Rewrite as a numbered list the lines from the very first one through the line that contains "[(318, 307), (173, 342), (174, 426), (234, 426), (318, 384)]", skipping any blank lines.

[BEGIN SUPPLIED DATA]

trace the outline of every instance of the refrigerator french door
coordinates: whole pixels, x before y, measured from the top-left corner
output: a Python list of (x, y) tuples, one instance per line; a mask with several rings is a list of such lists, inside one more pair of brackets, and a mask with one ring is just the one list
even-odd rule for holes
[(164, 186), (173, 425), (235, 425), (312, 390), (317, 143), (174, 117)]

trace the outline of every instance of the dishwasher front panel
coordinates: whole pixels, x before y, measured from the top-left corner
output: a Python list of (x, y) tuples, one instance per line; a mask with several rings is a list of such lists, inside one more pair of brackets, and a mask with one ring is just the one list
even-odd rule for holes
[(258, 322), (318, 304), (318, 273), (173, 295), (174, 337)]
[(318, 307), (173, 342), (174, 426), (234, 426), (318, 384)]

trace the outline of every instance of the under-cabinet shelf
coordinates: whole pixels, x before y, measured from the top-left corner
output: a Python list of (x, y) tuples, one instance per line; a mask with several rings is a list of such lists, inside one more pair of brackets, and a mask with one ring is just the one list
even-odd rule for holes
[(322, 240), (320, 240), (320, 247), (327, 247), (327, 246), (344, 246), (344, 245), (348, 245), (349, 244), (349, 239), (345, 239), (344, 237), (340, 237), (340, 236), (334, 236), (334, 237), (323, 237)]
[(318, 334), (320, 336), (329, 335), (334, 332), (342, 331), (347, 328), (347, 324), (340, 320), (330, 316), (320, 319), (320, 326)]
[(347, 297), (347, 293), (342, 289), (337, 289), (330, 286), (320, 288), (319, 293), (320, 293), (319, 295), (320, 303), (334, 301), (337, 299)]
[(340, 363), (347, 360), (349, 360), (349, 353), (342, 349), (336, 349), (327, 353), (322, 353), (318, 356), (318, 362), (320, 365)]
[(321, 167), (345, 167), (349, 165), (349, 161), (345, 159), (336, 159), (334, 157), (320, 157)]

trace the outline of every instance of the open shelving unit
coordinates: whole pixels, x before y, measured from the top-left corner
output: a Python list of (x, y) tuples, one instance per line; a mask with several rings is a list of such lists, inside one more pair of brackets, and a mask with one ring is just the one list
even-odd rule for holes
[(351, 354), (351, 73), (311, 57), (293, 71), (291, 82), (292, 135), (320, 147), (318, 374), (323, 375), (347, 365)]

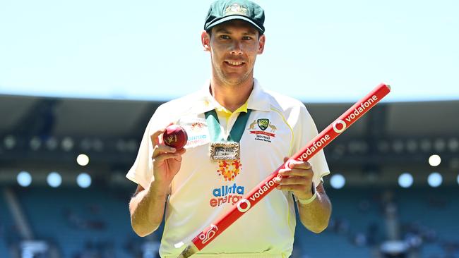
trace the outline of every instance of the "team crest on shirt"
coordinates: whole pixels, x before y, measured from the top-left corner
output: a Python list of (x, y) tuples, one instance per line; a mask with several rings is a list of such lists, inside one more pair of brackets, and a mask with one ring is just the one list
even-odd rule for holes
[[(256, 128), (256, 126), (258, 128)], [(256, 135), (256, 140), (271, 142), (271, 137), (275, 137), (274, 133), (278, 128), (269, 119), (259, 118), (251, 123), (246, 130), (249, 130), (251, 134)]]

[END SUPPLIED DATA]

- [RESPONSE TO THE EXERCISE]:
1. trace the outline of every instance of the refrigerator french door
2. coordinates: whole pixels, x before y, measured from the top-left corner
3. output: a Python list of (x, y) tuples, one instance per line; a mask with several rings is a list of such lists, inside one more pair of brackets, and a mask with one ring is just the one list
4. even-odd rule for holes
5. [(164, 186), (173, 425), (235, 425), (312, 390), (317, 143), (174, 117)]
6. trace the outline of every instance of the dishwasher front panel
7. coordinates: whole pixels, x before y, measured from the top-left corner
8. output: a Python list of (x, y) tuples, one instance per line; a mask with several rings is a list of such lists, inside one more pair of brackets, and a mask with one ring is just the one list
9. even-odd rule for holes
10. [(258, 322), (318, 304), (318, 273), (173, 295), (174, 337)]
11. [(318, 307), (173, 342), (174, 426), (234, 426), (318, 384)]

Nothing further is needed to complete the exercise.